* _Text passage_:
I was faulted for attempting to divert geriatric admissions to specialized geropsychiatry units or to psychiatry units in general hospitals where, as contrasted with a freestanding psychiatric facility, they receive more comprehensive and safer care for the medical and mental health problems which are often intermingled in a behavioral decompensation. A further reason for attempting to divert geriatric admissions from my hospital and other hospitals in its chain is that its corporate owners have a misguided risk management policy of not honoring patients’ advanced directives. Often, a patient and her family are not informed until after admission that the patient’s “Do Not Resuscitate” wishes will not be honored, i.e. that aggressive resuscitation measures will be initiated on all patients who have a cardio-respiratory arrest at that facility regardless of their wishes. But attempting to implement a policy of quality control assuring that the admissions department alerts potential admissions and their families to this policy results in lost admissions opportunities and empty beds.
Concerned about these practices after the corporate takeover of the hospital, the state regulatory agency responsible for its license and oversight placed the hospital under renewed scrutiny for these and other practices. As a result, the hospital was ordered more than a year ago to enhance the role of clinical leadership in making sure that all admissions were clinically appropriate rather than just a matter of managerial convenience. Instead of implementing the required changes, clinical management was replaced with more pliable personnel whose oversight has been pro forma.

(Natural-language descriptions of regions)
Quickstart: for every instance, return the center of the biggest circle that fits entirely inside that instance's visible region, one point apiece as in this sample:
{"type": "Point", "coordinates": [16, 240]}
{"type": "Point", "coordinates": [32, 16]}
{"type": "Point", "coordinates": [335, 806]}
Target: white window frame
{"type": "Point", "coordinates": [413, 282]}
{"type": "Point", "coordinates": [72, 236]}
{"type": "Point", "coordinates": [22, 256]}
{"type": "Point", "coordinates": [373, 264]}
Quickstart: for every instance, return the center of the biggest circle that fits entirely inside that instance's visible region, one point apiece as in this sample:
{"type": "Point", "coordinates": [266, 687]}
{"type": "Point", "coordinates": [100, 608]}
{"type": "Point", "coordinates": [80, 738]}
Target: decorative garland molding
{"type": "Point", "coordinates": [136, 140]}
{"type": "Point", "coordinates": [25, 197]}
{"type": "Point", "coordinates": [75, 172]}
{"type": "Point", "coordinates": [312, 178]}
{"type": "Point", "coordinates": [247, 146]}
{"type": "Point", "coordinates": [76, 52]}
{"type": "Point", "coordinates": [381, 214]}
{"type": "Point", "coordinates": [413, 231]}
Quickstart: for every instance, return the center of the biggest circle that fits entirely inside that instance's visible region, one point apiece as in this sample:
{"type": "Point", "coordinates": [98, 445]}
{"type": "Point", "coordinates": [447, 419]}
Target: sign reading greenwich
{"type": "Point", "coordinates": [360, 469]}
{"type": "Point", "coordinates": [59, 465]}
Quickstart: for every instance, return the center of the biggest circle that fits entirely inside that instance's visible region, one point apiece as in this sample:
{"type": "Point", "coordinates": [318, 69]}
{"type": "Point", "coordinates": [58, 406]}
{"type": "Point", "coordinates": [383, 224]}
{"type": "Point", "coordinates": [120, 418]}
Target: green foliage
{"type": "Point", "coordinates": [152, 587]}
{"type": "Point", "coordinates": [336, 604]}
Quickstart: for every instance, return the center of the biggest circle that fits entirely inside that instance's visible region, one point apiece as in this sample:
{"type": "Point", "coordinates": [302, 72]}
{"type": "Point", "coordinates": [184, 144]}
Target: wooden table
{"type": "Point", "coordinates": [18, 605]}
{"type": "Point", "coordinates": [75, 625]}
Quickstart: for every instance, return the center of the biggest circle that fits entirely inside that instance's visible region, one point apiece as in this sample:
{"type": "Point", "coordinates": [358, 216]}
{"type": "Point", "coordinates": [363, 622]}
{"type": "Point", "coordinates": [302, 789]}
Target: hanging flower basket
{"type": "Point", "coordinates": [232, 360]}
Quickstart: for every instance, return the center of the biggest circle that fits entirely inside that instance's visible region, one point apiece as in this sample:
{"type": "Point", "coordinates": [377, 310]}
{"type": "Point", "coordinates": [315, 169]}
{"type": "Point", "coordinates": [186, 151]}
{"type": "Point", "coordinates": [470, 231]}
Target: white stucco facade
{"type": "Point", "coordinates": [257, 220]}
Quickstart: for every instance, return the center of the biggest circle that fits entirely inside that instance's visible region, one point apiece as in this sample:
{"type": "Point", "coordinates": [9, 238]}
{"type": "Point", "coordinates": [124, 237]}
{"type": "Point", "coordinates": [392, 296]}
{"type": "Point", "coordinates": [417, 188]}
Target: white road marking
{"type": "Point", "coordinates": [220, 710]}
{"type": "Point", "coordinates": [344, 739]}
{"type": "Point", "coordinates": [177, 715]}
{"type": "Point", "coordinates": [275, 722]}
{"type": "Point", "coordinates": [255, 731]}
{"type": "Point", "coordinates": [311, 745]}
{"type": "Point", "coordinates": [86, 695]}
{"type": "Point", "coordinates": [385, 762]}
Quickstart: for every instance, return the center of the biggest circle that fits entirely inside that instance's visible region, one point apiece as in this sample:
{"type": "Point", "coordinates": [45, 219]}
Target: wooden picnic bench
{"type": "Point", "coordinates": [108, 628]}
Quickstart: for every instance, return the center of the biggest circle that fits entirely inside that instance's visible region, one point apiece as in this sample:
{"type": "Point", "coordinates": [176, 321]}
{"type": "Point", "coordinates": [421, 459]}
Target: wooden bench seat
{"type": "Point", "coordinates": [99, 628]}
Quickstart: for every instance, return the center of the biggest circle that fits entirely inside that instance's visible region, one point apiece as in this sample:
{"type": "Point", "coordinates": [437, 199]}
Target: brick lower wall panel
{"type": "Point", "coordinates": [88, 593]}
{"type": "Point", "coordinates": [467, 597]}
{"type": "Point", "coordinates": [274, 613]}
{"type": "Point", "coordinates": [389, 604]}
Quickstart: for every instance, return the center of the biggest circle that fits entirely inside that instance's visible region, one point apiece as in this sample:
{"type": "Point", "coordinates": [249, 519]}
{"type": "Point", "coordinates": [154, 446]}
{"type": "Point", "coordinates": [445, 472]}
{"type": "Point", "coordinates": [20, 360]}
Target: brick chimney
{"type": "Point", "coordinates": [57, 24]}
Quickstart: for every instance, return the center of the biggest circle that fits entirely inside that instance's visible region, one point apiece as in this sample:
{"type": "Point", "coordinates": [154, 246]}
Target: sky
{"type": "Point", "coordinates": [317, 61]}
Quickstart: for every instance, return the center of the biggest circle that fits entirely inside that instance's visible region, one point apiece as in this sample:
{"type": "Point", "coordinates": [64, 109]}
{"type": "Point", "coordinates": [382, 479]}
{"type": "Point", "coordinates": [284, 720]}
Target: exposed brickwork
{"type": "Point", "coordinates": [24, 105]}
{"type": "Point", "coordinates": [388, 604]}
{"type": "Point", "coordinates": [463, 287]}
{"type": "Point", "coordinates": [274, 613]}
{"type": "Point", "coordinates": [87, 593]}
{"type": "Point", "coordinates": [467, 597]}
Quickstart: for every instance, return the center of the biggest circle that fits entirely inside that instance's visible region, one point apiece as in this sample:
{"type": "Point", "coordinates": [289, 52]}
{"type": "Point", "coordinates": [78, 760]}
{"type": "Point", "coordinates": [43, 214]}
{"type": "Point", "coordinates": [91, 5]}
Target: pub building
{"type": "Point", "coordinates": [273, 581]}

* _Your goal_: Decide whether each statement below agrees with the text on hospital admissions practices, answering yes or no and quoting the deciding words of the text. (a) The hospital's corporate owners honor patients' advance directives. (b) The state regulatory agency ordered the hospital to strengthen clinical leadership's role in admissions. (c) The hospital kept its clinical management, which carried out the required changes. The data is separate material and has no connection to the text on hospital admissions practices.

* _Output of the task_:
(a) No: "its corporate owners have a misguided risk management policy of not honoring patients’ advanced directives"
(b) Yes: "the hospital was ordered more than a year ago to enhance the role of clinical leadership in making sure that all admissions were clinically appropriate"
(c) No: "Instead of implementing the required changes, clinical management was replaced with more pliable personnel"